— Begin —

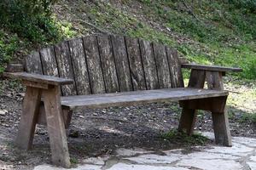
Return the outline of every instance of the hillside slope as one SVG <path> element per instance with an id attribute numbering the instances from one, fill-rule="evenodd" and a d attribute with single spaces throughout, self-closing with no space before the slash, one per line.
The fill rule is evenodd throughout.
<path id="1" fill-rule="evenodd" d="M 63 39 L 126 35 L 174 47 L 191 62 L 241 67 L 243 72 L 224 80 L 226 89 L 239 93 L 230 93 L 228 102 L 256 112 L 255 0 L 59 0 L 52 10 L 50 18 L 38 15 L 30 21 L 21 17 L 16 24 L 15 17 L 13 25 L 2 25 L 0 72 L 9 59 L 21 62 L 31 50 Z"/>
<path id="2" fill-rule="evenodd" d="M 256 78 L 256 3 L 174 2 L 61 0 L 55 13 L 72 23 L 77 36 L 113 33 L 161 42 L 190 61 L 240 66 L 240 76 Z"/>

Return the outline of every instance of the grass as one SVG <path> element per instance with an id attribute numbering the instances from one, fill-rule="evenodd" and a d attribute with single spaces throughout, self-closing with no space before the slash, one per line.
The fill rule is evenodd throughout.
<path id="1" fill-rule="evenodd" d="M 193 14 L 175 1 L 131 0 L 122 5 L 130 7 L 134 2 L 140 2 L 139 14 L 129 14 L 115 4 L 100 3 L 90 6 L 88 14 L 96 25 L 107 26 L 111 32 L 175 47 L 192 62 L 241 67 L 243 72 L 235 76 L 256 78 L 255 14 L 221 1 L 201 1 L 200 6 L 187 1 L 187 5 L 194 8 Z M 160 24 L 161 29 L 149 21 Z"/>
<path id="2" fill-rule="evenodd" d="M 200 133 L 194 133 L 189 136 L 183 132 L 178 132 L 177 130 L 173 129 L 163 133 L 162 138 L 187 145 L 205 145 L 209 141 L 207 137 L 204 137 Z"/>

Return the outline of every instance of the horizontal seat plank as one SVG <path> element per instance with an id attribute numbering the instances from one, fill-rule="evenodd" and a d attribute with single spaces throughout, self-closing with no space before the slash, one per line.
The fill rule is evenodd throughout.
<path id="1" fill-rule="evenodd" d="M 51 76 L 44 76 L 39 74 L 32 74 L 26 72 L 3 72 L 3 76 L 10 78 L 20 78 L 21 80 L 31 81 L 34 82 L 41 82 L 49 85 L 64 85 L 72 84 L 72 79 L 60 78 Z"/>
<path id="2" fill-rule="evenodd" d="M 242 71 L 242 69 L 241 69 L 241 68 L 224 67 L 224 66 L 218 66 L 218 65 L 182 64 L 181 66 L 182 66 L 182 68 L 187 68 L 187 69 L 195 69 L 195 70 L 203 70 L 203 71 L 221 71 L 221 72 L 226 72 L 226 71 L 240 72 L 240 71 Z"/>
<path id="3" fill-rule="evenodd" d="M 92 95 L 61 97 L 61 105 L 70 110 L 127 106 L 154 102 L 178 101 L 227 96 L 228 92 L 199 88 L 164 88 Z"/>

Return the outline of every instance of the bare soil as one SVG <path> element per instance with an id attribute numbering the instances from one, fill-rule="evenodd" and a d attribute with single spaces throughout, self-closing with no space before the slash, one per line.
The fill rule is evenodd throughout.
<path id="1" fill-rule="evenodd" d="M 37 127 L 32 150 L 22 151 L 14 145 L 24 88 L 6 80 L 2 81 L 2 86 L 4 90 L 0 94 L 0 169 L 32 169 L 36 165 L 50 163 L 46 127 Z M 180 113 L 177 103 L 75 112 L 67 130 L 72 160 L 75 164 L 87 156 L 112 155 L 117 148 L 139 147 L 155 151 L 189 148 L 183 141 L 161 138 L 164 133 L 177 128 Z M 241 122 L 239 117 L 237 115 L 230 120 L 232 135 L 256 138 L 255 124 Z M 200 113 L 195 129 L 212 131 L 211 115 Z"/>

— End —
— Begin —

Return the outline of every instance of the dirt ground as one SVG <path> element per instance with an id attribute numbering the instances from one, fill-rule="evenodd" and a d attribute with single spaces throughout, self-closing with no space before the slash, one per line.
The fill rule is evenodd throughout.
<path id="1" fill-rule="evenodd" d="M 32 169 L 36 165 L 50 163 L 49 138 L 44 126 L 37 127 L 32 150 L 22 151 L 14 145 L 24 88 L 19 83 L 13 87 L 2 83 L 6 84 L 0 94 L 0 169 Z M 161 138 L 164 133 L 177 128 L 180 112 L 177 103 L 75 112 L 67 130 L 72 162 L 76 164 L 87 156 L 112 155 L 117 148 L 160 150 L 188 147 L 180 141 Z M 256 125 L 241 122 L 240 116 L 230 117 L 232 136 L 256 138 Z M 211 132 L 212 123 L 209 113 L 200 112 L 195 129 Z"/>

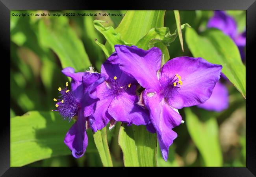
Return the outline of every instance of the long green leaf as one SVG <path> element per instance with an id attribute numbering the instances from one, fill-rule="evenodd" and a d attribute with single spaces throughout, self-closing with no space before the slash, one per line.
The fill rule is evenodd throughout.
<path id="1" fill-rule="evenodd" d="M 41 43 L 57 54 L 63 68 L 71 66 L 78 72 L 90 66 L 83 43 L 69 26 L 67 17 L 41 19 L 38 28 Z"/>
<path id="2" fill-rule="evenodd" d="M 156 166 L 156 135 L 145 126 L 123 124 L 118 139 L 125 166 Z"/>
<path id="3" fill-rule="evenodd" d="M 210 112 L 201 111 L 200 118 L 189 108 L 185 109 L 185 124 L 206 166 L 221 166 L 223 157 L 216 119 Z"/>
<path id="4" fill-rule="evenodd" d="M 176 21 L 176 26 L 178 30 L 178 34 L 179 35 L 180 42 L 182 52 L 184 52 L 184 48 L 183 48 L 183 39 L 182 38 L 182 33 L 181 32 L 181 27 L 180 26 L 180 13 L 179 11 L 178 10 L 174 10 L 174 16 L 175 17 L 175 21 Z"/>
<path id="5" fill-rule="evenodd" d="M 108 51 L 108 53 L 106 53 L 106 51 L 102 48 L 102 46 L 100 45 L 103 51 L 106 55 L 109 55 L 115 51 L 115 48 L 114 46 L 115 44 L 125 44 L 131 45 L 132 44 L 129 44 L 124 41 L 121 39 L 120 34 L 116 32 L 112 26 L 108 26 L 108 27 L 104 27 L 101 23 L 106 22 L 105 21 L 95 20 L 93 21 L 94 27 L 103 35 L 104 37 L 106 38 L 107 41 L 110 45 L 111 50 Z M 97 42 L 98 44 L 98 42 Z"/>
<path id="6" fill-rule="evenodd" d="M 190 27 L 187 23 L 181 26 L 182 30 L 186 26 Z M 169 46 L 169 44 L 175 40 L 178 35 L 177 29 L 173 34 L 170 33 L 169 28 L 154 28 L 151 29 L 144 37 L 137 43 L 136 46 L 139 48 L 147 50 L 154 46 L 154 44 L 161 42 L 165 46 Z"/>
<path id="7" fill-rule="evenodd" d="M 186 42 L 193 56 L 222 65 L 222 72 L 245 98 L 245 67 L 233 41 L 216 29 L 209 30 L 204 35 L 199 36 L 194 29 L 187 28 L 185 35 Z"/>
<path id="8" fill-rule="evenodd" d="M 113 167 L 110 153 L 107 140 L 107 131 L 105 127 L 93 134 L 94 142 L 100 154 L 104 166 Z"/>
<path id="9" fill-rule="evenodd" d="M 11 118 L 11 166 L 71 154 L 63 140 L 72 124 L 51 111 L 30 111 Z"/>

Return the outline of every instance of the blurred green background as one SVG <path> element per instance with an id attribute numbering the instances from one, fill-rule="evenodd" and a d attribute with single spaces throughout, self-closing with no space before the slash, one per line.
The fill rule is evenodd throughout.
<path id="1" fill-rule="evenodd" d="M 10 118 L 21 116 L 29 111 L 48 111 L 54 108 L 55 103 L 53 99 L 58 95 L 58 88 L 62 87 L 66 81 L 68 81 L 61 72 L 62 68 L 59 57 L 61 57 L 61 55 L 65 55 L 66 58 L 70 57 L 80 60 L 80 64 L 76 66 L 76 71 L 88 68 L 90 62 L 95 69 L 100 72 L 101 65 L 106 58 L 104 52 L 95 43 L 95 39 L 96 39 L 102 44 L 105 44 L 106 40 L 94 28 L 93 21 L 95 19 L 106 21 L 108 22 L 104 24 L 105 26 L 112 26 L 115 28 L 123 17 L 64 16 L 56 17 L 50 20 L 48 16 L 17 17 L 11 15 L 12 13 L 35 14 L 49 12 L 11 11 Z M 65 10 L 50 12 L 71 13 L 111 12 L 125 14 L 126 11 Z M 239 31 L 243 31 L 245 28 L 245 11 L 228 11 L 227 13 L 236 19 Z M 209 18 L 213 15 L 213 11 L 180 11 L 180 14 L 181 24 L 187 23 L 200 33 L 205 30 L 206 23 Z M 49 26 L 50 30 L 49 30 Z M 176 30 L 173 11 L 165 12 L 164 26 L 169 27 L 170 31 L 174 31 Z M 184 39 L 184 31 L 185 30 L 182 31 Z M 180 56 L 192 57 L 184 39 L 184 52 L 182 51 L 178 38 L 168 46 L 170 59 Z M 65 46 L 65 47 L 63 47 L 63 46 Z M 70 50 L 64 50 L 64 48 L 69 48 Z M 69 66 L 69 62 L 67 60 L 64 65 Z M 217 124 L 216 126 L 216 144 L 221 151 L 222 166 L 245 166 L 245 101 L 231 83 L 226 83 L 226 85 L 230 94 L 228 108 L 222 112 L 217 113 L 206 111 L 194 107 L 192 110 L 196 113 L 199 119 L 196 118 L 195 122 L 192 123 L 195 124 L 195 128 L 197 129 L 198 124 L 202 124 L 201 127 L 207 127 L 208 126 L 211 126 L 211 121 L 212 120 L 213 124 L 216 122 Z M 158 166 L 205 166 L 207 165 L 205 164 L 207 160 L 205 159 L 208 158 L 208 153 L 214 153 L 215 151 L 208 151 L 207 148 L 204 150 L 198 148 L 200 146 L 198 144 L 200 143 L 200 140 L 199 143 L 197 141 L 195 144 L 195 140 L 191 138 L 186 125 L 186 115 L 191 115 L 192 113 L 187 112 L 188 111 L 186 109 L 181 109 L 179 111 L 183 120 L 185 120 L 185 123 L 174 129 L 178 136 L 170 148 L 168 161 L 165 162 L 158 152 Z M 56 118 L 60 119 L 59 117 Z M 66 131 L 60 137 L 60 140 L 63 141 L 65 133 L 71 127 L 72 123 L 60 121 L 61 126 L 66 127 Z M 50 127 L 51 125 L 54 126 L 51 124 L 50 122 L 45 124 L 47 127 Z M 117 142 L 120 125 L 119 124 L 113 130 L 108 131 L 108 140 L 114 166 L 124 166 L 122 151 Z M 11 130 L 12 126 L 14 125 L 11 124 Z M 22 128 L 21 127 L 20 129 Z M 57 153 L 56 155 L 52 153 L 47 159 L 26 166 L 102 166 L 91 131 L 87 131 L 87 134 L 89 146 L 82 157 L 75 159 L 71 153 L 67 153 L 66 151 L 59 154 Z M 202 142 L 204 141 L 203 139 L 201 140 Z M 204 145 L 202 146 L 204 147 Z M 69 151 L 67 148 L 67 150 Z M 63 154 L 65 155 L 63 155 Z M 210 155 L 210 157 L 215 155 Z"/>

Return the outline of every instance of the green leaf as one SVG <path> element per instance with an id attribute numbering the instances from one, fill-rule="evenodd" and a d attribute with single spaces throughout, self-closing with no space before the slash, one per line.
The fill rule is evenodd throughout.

— End —
— Begin —

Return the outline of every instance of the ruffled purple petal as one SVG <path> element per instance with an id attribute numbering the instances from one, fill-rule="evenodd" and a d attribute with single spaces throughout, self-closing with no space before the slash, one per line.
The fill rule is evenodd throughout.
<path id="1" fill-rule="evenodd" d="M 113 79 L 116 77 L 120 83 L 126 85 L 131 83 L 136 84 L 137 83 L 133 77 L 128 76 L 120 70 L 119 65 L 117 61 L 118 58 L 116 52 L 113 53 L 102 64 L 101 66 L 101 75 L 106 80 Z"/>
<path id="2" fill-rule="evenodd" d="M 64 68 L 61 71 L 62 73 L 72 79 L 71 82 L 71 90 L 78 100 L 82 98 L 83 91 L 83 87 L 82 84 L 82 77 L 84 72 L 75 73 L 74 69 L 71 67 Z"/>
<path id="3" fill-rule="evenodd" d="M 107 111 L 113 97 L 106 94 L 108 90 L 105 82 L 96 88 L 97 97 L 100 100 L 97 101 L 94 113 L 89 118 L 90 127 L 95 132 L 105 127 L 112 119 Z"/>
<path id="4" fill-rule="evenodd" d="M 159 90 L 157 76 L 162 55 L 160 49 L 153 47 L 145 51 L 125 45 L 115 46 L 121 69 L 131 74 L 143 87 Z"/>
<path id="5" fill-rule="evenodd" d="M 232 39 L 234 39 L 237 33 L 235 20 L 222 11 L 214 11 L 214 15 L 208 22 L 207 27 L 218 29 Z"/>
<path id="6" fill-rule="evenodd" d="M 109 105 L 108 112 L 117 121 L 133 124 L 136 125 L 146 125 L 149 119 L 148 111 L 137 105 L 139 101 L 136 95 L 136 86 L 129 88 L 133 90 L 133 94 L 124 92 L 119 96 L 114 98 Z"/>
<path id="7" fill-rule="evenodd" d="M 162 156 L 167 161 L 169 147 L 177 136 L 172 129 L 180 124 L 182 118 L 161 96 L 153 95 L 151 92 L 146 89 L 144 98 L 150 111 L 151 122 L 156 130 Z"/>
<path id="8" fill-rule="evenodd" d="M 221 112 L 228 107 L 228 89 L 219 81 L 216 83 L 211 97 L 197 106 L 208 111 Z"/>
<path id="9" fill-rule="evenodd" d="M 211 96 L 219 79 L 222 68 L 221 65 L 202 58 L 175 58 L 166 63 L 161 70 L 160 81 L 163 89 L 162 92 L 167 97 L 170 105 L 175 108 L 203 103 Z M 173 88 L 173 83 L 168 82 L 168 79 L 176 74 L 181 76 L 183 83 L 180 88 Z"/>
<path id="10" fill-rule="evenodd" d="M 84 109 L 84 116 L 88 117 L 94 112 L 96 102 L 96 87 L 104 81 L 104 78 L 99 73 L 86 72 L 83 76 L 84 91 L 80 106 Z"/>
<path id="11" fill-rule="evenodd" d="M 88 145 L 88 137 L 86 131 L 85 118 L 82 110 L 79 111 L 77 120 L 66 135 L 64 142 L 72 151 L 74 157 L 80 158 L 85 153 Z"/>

— End —

GOAL OF THE EXERCISE
Quote the lines of the material starting at the one containing "Return the outline of every instance of the hillside" and ending at the one containing "200 133 L 194", both included.

RESULT FOR THIS EXERCISE
Return the outline of every instance of the hillside slope as one SVG <path> element per instance with an id attribute numbering the instances from one, fill-rule="evenodd" and a d attribute with single spaces throughout, self-closing with no space before the slash, one per line.
The fill rule is evenodd throughout.
<path id="1" fill-rule="evenodd" d="M 63 39 L 126 35 L 174 47 L 191 62 L 241 67 L 243 72 L 224 80 L 226 89 L 239 93 L 230 93 L 228 102 L 256 112 L 255 0 L 59 0 L 52 10 L 50 18 L 38 15 L 30 21 L 21 17 L 16 24 L 15 17 L 13 25 L 2 25 L 0 72 L 9 59 L 21 62 L 31 50 Z"/>
<path id="2" fill-rule="evenodd" d="M 256 78 L 256 3 L 174 2 L 61 0 L 55 13 L 72 23 L 77 36 L 113 33 L 161 42 L 190 61 L 240 66 L 240 76 Z"/>

Return the outline of every instance of the grass as one SVG <path> element per instance with an id attribute numbering the instances from one, fill-rule="evenodd" and a d attribute with single spaces throughout, self-closing with no space before the slash, one per line.
The fill rule is evenodd throughout.
<path id="1" fill-rule="evenodd" d="M 193 14 L 175 1 L 131 0 L 122 5 L 130 7 L 134 2 L 140 2 L 139 14 L 129 14 L 115 4 L 100 3 L 90 6 L 88 14 L 96 25 L 107 26 L 111 32 L 175 47 L 192 62 L 241 67 L 243 72 L 235 76 L 256 78 L 255 14 L 221 1 L 201 1 L 200 6 L 187 1 L 187 5 L 194 8 Z M 160 24 L 161 29 L 149 21 Z"/>
<path id="2" fill-rule="evenodd" d="M 200 133 L 194 133 L 189 136 L 183 132 L 178 132 L 177 130 L 173 129 L 163 133 L 162 138 L 187 145 L 205 145 L 209 141 L 207 137 L 204 137 Z"/>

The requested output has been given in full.